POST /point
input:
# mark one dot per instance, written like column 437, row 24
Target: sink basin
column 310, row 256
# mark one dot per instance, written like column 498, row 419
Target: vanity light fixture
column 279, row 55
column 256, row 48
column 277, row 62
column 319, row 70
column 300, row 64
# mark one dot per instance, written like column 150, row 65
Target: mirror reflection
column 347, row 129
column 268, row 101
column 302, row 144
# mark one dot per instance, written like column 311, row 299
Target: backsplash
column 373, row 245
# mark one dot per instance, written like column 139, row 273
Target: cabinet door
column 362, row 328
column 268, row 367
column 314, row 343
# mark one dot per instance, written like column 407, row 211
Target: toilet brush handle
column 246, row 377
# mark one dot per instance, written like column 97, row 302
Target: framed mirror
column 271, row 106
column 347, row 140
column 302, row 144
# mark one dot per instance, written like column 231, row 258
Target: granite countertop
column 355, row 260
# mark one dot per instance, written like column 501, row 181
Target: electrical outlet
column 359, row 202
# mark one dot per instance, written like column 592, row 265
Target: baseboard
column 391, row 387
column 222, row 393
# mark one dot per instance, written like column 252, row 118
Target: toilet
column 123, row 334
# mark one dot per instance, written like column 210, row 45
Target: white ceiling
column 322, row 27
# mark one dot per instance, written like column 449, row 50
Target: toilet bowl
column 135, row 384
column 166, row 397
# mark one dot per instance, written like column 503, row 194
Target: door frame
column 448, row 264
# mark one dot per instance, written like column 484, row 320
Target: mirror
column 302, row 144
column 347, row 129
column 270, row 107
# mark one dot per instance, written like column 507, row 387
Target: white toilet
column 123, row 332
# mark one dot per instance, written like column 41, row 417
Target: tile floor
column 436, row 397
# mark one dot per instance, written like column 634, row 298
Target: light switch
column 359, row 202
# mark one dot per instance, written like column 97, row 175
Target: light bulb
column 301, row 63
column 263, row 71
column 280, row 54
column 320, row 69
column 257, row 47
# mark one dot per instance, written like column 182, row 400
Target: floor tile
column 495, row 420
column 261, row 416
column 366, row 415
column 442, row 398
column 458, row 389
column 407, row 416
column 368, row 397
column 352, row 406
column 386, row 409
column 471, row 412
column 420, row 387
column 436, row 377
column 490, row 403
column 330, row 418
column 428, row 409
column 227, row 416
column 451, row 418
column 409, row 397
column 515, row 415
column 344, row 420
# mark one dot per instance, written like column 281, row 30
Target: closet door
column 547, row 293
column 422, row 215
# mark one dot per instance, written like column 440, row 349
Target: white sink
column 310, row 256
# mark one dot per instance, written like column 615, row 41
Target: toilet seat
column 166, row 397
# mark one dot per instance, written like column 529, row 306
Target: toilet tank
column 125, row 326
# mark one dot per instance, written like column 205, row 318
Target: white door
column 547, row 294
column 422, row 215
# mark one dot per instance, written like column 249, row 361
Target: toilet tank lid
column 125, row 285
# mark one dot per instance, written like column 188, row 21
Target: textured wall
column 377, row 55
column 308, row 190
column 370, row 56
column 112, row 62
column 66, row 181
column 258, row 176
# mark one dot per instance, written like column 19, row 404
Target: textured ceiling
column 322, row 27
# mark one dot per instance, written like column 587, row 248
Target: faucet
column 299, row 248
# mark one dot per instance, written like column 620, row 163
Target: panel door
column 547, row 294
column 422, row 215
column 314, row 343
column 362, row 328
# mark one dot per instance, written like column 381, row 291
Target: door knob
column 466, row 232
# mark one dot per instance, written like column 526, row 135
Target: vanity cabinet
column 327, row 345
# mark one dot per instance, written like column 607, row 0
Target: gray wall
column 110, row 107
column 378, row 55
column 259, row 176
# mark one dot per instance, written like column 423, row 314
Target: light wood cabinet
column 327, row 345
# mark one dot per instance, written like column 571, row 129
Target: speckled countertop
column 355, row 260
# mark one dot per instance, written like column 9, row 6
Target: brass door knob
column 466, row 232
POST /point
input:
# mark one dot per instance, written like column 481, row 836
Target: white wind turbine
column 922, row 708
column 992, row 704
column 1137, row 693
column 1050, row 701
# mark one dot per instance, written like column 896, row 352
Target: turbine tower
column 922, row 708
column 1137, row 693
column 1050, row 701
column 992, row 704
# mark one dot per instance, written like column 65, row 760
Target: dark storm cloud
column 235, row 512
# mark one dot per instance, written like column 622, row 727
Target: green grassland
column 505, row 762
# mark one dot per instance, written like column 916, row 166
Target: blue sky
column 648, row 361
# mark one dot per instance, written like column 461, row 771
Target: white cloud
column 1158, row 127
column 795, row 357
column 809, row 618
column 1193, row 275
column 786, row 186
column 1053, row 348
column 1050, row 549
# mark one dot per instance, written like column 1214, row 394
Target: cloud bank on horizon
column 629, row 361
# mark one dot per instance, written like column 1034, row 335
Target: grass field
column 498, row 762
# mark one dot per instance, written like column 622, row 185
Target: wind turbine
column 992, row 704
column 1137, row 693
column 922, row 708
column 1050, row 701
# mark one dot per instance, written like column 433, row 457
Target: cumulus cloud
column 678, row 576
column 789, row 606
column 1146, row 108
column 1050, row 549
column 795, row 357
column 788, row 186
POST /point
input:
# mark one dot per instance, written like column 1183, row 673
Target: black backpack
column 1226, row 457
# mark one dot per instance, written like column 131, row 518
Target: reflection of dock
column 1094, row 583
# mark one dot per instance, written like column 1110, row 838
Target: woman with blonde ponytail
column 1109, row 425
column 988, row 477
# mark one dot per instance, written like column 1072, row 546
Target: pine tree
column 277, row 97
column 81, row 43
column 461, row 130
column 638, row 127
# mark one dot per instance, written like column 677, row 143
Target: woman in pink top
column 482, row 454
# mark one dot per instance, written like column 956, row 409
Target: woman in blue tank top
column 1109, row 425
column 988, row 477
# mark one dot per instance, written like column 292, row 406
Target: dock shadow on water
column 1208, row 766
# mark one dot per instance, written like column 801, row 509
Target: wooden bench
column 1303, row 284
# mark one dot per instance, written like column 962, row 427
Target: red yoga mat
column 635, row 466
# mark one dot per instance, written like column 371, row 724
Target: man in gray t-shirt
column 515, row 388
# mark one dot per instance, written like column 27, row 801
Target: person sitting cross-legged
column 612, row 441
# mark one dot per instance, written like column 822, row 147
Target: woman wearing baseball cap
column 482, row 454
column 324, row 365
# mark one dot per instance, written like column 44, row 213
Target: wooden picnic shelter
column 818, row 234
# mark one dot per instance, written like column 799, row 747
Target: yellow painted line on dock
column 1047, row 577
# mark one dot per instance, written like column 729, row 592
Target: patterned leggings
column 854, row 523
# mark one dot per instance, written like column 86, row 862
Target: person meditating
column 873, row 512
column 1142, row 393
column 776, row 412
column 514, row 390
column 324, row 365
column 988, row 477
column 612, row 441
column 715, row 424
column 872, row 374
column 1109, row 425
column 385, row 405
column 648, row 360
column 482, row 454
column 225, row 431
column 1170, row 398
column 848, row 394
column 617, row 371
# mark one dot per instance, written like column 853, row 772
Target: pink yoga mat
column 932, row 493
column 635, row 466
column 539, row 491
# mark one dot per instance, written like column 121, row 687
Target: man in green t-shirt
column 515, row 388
------------
Return, line for line and unchanged, the data from its first line through the line containing "# mark one dot per instance, written like column 150, row".

POST /point
input:
# mark one dot per instance, written like column 437, row 24
Target: sink basin
column 310, row 256
# mark one dot per instance, written like column 498, row 419
Target: vanity light fixture
column 279, row 55
column 256, row 48
column 277, row 62
column 319, row 70
column 300, row 64
# mark one dot per instance, written like column 150, row 65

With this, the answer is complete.